(Lines of data)
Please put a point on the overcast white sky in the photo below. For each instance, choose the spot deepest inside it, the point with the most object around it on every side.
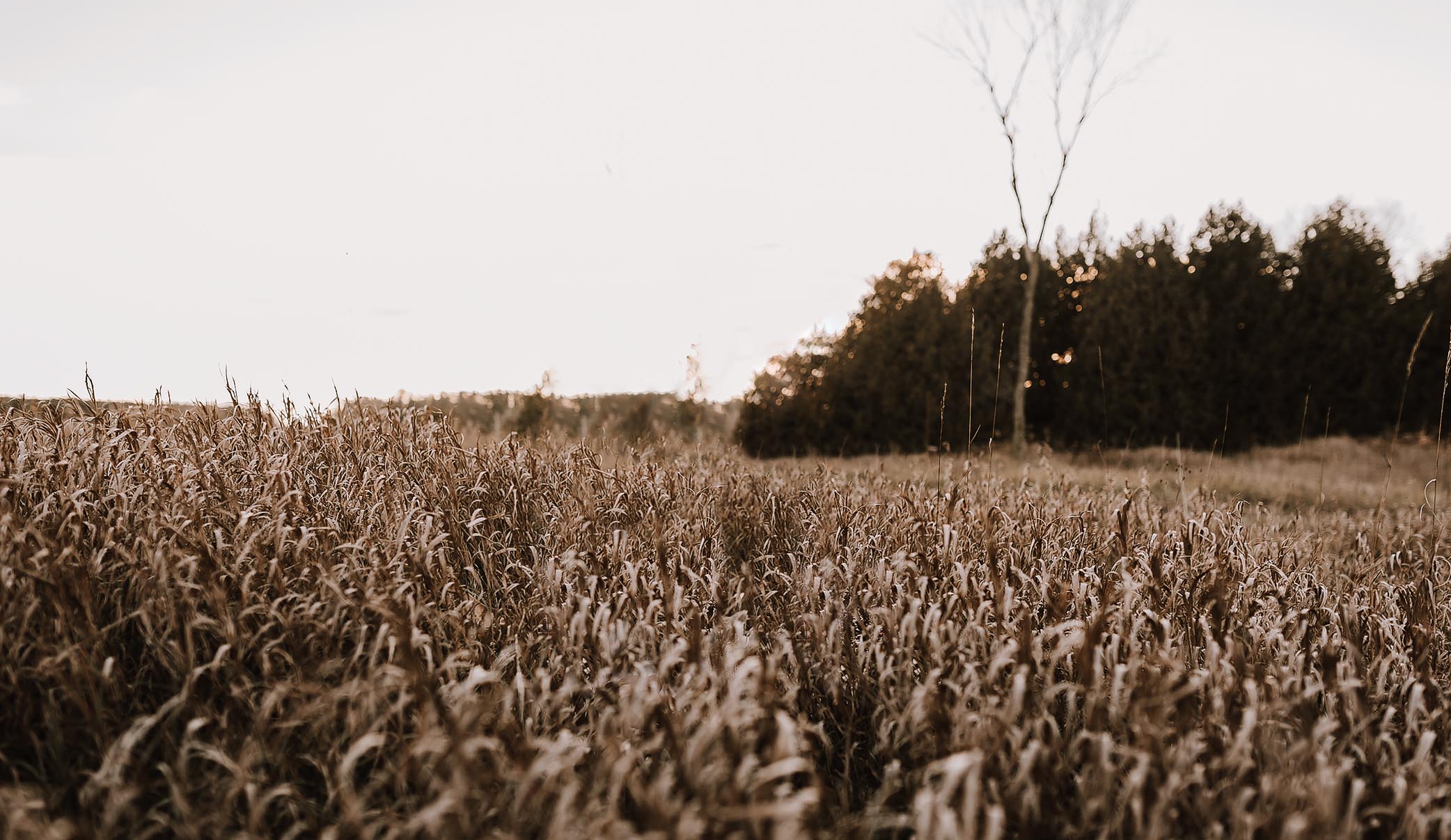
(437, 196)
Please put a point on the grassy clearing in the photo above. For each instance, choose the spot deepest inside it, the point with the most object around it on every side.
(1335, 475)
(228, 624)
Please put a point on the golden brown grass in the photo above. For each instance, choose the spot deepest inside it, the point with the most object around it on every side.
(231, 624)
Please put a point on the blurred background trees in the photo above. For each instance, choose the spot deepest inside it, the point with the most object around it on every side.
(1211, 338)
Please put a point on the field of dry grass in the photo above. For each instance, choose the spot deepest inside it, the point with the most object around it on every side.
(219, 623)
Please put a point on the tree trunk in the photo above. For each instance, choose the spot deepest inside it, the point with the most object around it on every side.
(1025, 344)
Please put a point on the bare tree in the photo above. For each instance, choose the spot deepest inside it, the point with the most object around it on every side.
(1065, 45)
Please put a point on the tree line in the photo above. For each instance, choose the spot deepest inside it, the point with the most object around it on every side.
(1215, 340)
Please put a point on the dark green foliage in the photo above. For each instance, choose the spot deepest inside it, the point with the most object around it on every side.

Task prompt -> Put every one of the rows above into a numbered list, skipping any blank lines. Leave the pictures out of your answer.

Answer to this exercise ->
1. Please put a point on the overcast white sky in the photo below. For each instance, choose the spot deepest inside it, the point with the most object around it on every side.
2. (437, 196)
3. Please put a point on the grassy clearing in the photo above. For each instance, choose the spot deepest inside it, the point with the most object around it on every side.
4. (1335, 475)
5. (228, 624)
6. Please put a point on the golden brown grass in the photo above. For each instance, choose the spot deepest inside it, the point with the most object around it on every side.
7. (231, 624)
8. Please put a point on the blurred background trees in the photo above. For each instance, choose the spot deepest inside it, the point with the most object around it on every side.
9. (1211, 338)
10. Please put a point on the field of dry grass in the photo above. For each instance, choose the spot deepest inside it, the point with the most object around it on every side.
11. (219, 623)
12. Please put a point on the tree trunk in the photo above. For each instance, choose the spot deepest inside it, the point with the most object around it on every side.
13. (1025, 344)
14. Please put a point on the bare tree in the photo above. For each instance, choose the spot deepest inside it, the point with the most object around it on every side.
15. (1065, 45)
16. Please put a point on the tree line in the photo above. For each instance, choose the spot deepest inside it, the point with the most object around it on every side.
17. (1215, 340)
18. Please put a point on the dark green foliage in the photo above. For each instance, choose the spot deepest inside it, the point with the most object around it on every side.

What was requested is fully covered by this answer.